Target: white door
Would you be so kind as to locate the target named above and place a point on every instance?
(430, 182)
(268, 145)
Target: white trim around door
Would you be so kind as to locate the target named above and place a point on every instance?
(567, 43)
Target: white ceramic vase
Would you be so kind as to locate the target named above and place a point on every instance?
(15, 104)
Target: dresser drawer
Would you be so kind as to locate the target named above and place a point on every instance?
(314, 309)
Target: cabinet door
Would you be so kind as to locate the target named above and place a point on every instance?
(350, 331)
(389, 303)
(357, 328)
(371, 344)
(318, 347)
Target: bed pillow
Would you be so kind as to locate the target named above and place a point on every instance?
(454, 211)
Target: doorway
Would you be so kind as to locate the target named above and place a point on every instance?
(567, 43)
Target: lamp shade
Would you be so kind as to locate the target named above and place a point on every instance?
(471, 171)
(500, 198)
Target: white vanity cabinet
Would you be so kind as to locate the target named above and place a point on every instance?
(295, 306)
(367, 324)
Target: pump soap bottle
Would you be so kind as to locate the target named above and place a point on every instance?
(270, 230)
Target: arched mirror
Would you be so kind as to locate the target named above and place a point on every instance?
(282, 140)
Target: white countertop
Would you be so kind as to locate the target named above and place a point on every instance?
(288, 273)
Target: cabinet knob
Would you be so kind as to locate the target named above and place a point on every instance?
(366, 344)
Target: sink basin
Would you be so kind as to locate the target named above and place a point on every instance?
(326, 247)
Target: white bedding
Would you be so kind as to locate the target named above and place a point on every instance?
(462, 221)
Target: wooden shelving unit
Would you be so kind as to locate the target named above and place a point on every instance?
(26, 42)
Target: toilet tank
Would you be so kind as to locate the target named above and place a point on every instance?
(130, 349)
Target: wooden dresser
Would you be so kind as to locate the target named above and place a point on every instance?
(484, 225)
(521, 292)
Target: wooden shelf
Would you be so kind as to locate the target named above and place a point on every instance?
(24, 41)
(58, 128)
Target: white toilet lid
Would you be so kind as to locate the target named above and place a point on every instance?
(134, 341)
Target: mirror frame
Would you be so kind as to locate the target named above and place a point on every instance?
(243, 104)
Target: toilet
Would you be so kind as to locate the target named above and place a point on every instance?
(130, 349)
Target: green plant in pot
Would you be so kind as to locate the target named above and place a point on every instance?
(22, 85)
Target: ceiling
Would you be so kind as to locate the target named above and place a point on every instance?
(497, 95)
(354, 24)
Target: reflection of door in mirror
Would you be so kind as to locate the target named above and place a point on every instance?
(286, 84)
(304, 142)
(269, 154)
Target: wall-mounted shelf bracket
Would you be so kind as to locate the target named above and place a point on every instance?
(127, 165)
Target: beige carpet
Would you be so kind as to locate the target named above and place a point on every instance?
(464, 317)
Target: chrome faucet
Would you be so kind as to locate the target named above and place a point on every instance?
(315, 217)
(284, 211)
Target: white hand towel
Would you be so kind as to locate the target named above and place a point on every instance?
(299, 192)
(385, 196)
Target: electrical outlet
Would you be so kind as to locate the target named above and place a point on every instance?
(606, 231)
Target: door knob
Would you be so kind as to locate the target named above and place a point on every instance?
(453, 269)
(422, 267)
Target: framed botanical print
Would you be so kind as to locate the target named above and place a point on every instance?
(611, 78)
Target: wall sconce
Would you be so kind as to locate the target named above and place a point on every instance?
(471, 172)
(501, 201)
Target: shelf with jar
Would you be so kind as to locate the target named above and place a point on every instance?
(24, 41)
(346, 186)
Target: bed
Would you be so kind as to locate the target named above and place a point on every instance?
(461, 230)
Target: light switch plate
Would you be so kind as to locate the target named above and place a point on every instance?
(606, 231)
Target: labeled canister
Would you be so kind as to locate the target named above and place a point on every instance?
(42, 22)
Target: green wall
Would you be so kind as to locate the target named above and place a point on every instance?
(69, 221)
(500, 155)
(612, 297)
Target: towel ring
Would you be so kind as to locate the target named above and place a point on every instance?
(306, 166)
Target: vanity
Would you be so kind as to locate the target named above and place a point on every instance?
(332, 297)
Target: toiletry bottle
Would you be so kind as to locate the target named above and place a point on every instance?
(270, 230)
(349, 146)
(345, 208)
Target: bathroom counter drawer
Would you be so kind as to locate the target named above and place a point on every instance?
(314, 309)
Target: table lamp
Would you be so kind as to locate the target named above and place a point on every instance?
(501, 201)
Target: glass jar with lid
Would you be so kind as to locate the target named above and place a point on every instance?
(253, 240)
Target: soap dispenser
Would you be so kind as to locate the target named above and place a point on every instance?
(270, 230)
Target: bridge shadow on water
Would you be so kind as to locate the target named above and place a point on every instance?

━━━━━━━━━━

Work required — Can you update these records by replacing "place a point on every instance" with "mark every instance" everywhere it appears, leaving everything else unchanged?

Answer —
Target: white door
Would you be so kind as to locate the target named above and mark every instance?
(430, 182)
(268, 145)
Target: white trim around door
Would you be so kind as to locate the target named above and mark every instance?
(567, 43)
Target: white ceramic vase
Would you be so kind as to locate the target named above and mark every instance?
(15, 104)
Target: dresser drawer
Would you be so kind as to locate the target named above and mark every instance?
(314, 309)
Target: cabinet door
Would you be so kind as to locate the target named above and mark every instance?
(350, 331)
(389, 303)
(357, 328)
(371, 344)
(318, 347)
Target: bed pillow
Would you be so kind as to locate the target named above and mark every instance?
(454, 211)
Target: doorway
Would you be so kind as to locate the target named above and mark every instance?
(567, 43)
Target: lamp shade
Would you be so kind as to locate the target named above and mark every instance?
(471, 171)
(500, 198)
Target: white vanity cabinet
Would you be so kind as to locate the target named above and mark every instance?
(295, 306)
(367, 324)
Target: pump soap bottle
Would you be so kind as to locate the target named above and mark every instance?
(270, 230)
Target: arched mirror
Would you be so kind as to locate the target named above and mark every instance?
(282, 140)
Target: white countertop
Would you be so kind as to locate the target named above and mark every instance?
(288, 273)
Target: cabinet knob
Would you be so kind as to locate the target named above and mark every instance?
(366, 344)
Target: sink basin
Would you be so kind as to locate the target named above and mark every instance?
(326, 247)
Target: white bedding
Would you be so kind as to locate the target named above and mark every instance?
(462, 221)
Target: wooden shelving unit
Would you be so kind as to locate the target named above and mark every instance?
(26, 42)
Target: toilet tank
Would you be so kind as to locate the target named above and mark every instance?
(130, 349)
Target: wooden dresser
Would you be so kind as to locate the target named above and mark every instance?
(484, 225)
(521, 292)
Target: wooden shelf
Would you be so kind as to locate the target named above and mark every instance?
(24, 41)
(58, 128)
Target: white toilet lid
Would you be so kind as to locate the target named above and mark every instance?
(134, 341)
Target: mirror frame
Would you be so kind as to locate the target named above and mark every instance?
(243, 104)
Target: toilet
Would you be so kind as to locate the target named above and mark every instance?
(130, 349)
Target: green plant in pot
Would you be so kind as to locate the target named above and mark every instance?
(22, 85)
Target: ceiling
Would you be so kind as to locate the target named above and mark every instance?
(497, 95)
(354, 24)
Target: reflection of door in mirror
Would you be so kind as to locate the target named above and mark every instance?
(286, 84)
(304, 142)
(269, 154)
Target: wall-mounted shelf bracket
Would you be so kind as to locate the target named above and mark every instance?
(127, 165)
Target: beige carpet
Would you be so kind as to locate the target named above and mark every instance?
(464, 317)
Target: chrome faucet
Would you be so kind as to locate the target named above and mark every instance?
(315, 217)
(284, 211)
Target: white hand towel
Would you be so kind as to locate the target named above and mark every instance?
(299, 192)
(385, 196)
Target: electrical outlet
Would you be so kind as to locate the target named above and mark every instance?
(606, 231)
Target: door knob
Would you be so kind as to locate the target named above and mark every instance?
(453, 269)
(422, 267)
Target: framed botanical print
Would you be so kind as to locate the target named above and mark every instance?
(611, 78)
Target: wall sconce
Would you be so kind as to locate the target named above and mark every instance?
(471, 172)
(501, 201)
Target: shelf with jar
Would you be so kind as to locate the target named above and mark every instance?
(24, 41)
(346, 186)
Target: bed
Would you be so kind as to locate the target named above and mark every instance?
(461, 230)
Target: light switch plate
Would you be so kind as to locate the target named above and mark every instance?
(606, 231)
Target: labeled canister
Would you be so kind as to locate the target named above and mark every instance?
(42, 22)
Target: green wall
Would you be so kind as to locate the target named above and mark every instance?
(69, 221)
(500, 155)
(612, 297)
Target: towel ring
Would you be so kind as to locate the target named above and mark every instance?
(306, 166)
Target: vanity
Would you be so kind as to locate the target named above and mark every instance?
(332, 297)
Target: toiletry bottle
Would you be so kind as to locate the target named above and mark every instance?
(270, 230)
(349, 146)
(345, 208)
Target: bathroom counter drawer
Would you be so kind as to locate the target named above and mark every instance?
(314, 309)
Target: table lamp
Would you be so kind as to locate the target named above and mark every instance?
(501, 201)
Target: glass jar with lid
Would you be so kind as to locate the target named above and mark every instance?
(253, 240)
Target: soap dispenser
Would you be so kind as to locate the target named above and mark every instance?
(270, 230)
Target: bridge shadow on water
Would you be so kind as to locate the target named above and mark every instance?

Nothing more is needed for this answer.